Requirement: Reproduce the records below in their entirety, character for character.

Given entries:

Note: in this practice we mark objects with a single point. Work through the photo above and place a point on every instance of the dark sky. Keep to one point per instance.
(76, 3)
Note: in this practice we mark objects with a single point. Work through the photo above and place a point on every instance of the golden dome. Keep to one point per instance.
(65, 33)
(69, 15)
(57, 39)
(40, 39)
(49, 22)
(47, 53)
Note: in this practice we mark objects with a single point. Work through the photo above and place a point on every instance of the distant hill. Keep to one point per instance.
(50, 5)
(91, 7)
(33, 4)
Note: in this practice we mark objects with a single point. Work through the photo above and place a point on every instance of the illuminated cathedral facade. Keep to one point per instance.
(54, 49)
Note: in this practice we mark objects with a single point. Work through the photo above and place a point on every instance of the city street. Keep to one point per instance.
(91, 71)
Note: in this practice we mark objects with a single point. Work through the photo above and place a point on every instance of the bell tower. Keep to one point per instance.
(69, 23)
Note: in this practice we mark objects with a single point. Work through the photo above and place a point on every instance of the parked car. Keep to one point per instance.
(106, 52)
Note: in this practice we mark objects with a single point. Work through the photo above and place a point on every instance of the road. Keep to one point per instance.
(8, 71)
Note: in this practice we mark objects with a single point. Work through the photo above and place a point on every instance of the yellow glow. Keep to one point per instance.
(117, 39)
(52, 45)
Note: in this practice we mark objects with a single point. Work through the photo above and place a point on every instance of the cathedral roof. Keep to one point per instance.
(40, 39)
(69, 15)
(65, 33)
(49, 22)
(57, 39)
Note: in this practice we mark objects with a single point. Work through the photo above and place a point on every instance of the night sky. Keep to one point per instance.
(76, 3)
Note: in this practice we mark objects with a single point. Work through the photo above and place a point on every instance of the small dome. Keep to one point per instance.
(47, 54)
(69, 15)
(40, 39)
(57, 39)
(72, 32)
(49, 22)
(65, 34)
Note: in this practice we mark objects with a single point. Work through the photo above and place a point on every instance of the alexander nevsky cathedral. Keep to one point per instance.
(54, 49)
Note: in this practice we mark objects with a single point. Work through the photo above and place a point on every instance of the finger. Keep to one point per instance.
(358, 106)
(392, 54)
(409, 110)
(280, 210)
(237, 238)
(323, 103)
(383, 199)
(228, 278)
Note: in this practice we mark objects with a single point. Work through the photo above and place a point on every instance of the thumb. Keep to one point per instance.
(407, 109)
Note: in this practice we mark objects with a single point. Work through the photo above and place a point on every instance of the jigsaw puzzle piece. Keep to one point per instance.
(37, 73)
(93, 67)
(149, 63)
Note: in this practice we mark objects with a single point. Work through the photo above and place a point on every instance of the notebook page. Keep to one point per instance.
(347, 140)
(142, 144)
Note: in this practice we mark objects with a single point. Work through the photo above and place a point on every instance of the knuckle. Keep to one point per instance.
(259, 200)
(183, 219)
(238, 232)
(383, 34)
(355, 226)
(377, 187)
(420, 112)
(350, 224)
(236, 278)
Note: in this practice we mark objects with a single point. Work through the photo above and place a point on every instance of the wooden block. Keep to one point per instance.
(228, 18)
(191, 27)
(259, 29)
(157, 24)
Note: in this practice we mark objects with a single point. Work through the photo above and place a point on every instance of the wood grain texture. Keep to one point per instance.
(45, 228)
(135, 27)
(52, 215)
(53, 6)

Answer to this exercise:
Note: in this practice we mark objects with a single point. Work through the photo above and place a point on every instance of the dark sky. Keep to one point per instance.
(76, 3)
Note: in this practice we mark objects with a single point. Work through the photo above and place a point on every instance of the golden dome. Keep to one point per instance.
(65, 33)
(69, 15)
(57, 39)
(40, 39)
(49, 22)
(47, 53)
Note: in this practice we mark objects with a single point. Work through the photo above and place a point on every instance of the distant hill. Keep to one point per instance.
(50, 5)
(91, 7)
(33, 4)
Note: in this practice we mark objects with a single point. Work through the photo above and place a point on every instance of the illuminated cathedral facade. Keep to one point per instance.
(54, 49)
Note: in this practice we mark objects with a single point. Work through the photo above and place a point on every instance of the city street. Keep to one point per instance.
(91, 71)
Note: in this practice we mark objects with a single point. Work through the photo above and place a point on every instance of the bell tower. Keep to one point per instance.
(69, 23)
Note: in this practice we mark objects with a single point. Work through the photo above and place a point on every instance of the parked car. Keep to one point per instance.
(106, 52)
Note: in this practice we mark objects with a single point. Work through the photo above and place a point on every instance of the road. Keep to one point per instance.
(8, 71)
Note: in this practice we mark objects with a single point. Work through the photo above and place a point on every instance of the yellow glow. Keep to one point per instance.
(117, 39)
(52, 45)
Note: in this practice we mark objects with a single point. Work through the photo above and place a point on every instance of the cathedral roof. Keep to one point per instance.
(40, 39)
(69, 15)
(65, 33)
(49, 22)
(57, 39)
Note: in this practice we mark objects with a single point. Work through the photo above and place a point on every instance of the night sky. Keep to one point per instance.
(76, 3)
Note: in this practice we mark objects with a single point. Work through the photo above and place a point on every instance of the small dome. Keep to one point per instance.
(47, 54)
(69, 15)
(40, 39)
(57, 39)
(72, 32)
(49, 22)
(65, 34)
Note: in this practice we mark objects with a single point. Work through the photo above and place a point on every instance of the alexander nevsky cathedral. Keep to one point per instance.
(54, 49)
Note: in this practice we mark objects with a single point. Work through the photo above and place a point on every instance of the finger. Keep to one point per instance.
(358, 106)
(392, 54)
(409, 110)
(280, 210)
(237, 238)
(323, 103)
(383, 199)
(228, 278)
Note: in this practice we mark objects with a single point. Work through the photo above and place a point on every instance of the thumb. Keep to one point per instance.
(407, 109)
Note: in this practice we mark objects with a single point. Work through the photo above and place a point on every instance of the jigsaw puzzle piece. Keep to one point per instance.
(37, 73)
(93, 67)
(149, 63)
Note: in this practice we mark objects with a single point. Work through the photo above and place a point on every instance of the notebook page. Keep to one point per instance.
(347, 140)
(142, 144)
Note: in this practice we mark objects with a single point. Work through the photo above and place a point on every instance of the knuckle. Keep to one point per instance.
(259, 200)
(183, 219)
(238, 232)
(383, 34)
(355, 226)
(377, 187)
(420, 112)
(350, 224)
(236, 278)
Note: in this practice we mark objects with a single point. Work through the photo above and place a point on every instance of the wooden block. Keep to one point per instance.
(228, 18)
(191, 27)
(259, 29)
(157, 24)
Note: in this practice we mark objects with a single point. Work through the photo above and place a point on every instance of the wood grain texture. Keep to one point per instance.
(45, 228)
(135, 27)
(52, 215)
(53, 6)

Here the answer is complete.